Records for the exercise:

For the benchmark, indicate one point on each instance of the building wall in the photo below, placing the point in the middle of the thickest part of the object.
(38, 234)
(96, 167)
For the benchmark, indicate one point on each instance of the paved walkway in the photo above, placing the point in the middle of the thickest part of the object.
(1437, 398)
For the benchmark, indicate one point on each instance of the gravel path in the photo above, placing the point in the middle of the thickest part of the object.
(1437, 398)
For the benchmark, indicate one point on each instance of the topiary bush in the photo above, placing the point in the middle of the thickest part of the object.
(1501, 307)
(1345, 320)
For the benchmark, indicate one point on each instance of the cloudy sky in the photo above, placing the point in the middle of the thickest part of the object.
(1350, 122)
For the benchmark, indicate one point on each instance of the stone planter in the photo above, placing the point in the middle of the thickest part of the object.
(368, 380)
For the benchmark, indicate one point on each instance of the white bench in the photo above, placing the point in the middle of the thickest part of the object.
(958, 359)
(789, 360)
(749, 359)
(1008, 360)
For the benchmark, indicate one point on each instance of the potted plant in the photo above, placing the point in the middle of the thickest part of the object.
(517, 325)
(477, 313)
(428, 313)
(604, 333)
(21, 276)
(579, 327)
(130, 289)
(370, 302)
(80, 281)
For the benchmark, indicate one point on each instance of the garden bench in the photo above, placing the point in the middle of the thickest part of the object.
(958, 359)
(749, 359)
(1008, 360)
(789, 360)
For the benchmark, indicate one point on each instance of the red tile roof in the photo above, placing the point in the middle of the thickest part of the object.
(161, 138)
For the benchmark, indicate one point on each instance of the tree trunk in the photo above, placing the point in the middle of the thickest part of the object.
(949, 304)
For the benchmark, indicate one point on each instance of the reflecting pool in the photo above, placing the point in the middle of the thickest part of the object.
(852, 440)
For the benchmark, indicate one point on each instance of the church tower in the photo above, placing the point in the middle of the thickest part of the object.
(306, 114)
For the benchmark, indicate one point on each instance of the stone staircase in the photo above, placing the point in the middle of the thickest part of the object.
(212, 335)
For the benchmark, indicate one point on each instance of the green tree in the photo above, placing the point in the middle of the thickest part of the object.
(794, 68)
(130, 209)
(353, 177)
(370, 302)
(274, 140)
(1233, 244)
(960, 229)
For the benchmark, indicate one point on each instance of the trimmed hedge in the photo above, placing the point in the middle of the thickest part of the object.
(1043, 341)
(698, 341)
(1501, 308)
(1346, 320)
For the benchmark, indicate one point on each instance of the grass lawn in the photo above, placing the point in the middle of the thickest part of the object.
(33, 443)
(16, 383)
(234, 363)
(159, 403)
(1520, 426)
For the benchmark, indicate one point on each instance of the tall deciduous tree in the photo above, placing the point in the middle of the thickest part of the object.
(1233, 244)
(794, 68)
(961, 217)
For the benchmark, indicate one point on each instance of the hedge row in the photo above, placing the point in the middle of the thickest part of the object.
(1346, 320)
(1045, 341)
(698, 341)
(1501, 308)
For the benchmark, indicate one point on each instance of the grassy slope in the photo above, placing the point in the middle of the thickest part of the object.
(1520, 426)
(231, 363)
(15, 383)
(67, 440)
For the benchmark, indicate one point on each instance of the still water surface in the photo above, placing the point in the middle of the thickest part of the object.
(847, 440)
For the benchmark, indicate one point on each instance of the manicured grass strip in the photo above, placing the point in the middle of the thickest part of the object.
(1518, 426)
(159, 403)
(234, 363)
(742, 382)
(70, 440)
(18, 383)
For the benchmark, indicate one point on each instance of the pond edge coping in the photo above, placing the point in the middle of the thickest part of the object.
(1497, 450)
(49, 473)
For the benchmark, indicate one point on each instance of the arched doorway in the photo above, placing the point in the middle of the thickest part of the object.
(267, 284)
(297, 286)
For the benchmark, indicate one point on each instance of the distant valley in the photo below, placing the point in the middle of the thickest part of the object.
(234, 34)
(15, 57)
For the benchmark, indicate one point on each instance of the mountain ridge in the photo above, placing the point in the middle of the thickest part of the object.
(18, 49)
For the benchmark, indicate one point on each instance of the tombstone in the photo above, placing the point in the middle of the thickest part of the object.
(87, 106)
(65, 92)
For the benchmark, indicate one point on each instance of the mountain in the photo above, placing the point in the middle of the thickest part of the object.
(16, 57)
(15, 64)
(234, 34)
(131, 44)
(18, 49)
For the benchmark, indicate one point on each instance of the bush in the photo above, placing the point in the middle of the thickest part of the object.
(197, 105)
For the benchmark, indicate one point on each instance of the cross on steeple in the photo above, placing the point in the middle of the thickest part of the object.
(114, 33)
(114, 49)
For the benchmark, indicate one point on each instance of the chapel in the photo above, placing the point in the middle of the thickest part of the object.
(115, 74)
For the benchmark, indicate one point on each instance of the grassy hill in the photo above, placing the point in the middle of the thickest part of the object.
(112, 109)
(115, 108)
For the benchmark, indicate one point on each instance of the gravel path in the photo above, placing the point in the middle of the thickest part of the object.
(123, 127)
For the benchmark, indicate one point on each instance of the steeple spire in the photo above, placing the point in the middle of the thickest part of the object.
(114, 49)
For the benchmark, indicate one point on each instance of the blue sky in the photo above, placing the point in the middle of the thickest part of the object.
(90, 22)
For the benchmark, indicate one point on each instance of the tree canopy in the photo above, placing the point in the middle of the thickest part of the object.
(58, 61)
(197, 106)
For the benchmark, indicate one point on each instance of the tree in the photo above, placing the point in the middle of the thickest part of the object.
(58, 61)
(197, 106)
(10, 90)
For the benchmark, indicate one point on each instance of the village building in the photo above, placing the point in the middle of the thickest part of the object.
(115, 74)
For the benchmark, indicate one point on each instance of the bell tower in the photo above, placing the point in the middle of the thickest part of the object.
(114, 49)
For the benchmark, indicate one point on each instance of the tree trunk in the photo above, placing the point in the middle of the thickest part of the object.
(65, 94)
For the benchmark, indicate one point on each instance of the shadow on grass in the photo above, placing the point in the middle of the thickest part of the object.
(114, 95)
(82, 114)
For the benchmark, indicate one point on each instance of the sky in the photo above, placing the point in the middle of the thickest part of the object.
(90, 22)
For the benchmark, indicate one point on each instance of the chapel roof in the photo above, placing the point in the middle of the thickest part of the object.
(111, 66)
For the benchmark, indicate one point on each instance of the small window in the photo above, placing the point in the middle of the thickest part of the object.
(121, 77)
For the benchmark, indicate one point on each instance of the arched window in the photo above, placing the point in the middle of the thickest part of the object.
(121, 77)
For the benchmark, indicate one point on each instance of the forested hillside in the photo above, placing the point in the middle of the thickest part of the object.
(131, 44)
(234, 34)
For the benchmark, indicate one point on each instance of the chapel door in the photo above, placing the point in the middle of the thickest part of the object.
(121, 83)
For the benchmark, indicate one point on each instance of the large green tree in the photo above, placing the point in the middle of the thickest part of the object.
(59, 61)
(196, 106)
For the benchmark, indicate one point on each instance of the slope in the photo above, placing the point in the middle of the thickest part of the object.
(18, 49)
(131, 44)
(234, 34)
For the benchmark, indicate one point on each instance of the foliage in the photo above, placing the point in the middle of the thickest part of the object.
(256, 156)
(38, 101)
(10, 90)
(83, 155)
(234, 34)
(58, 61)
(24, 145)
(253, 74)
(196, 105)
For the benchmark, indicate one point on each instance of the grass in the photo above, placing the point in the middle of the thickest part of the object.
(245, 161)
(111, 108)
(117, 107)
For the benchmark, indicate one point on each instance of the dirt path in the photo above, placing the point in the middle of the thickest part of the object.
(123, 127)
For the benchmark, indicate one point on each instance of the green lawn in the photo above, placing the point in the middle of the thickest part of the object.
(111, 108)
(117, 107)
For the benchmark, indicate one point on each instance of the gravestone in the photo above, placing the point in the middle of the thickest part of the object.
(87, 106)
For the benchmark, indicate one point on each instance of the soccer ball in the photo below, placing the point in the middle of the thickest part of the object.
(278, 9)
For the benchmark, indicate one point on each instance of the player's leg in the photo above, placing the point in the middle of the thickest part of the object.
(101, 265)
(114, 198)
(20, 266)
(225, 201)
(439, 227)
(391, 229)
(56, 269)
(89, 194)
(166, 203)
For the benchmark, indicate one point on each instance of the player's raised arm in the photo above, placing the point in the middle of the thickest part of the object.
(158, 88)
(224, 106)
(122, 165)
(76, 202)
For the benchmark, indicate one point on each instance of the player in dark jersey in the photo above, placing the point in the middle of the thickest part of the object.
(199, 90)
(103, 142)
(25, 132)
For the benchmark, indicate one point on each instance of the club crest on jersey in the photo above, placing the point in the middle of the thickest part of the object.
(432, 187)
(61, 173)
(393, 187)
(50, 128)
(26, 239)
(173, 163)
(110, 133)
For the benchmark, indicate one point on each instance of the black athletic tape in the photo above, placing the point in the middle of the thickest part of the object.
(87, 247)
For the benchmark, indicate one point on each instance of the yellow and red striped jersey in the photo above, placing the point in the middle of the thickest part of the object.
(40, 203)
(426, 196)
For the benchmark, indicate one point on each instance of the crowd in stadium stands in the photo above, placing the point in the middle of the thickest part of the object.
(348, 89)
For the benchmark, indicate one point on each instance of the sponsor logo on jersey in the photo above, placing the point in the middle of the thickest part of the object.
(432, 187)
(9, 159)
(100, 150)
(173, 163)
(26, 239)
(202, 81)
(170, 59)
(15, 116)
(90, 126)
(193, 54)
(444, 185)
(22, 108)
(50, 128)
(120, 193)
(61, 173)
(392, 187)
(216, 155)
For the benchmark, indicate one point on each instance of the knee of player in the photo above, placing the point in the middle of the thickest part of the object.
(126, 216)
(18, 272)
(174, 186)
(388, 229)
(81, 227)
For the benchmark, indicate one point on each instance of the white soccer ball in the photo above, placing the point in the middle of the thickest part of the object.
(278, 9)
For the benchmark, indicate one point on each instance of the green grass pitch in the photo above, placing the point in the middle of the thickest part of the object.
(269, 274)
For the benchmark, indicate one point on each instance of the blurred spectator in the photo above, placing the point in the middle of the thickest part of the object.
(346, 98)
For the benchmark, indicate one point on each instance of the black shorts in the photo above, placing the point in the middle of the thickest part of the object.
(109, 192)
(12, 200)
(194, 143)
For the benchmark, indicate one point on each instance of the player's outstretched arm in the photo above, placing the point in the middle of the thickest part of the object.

Work to complete:
Everything from the line that contains "the white soccer" through the end of the records must be duplicated exactly, and nothing outside that range.

Result of this task:
For the benchmark, indicate one point on each instance of the white soccer ball in the photo above, placing the point in the middle of the thickest part of the object.
(278, 9)
For the benchmark, indicate one point on each instance of the green grass pitch in the photo above, placing the point in the middle of the thickest part of the object.
(269, 274)
For the benchmark, indicate one point on each instance of the blurred spectator in the photo above, placing the point in the middle of the thickest part of the object.
(346, 98)
For the benchmark, indicate one point on each instance of the black shorts in the photo above, placing the point in the middle of the thickest part of the object.
(109, 192)
(12, 200)
(194, 143)
For the benchmark, indicate one point on each instance of the player's outstretched arm in the photo above, placing the point in the middle of the thickest part of the object.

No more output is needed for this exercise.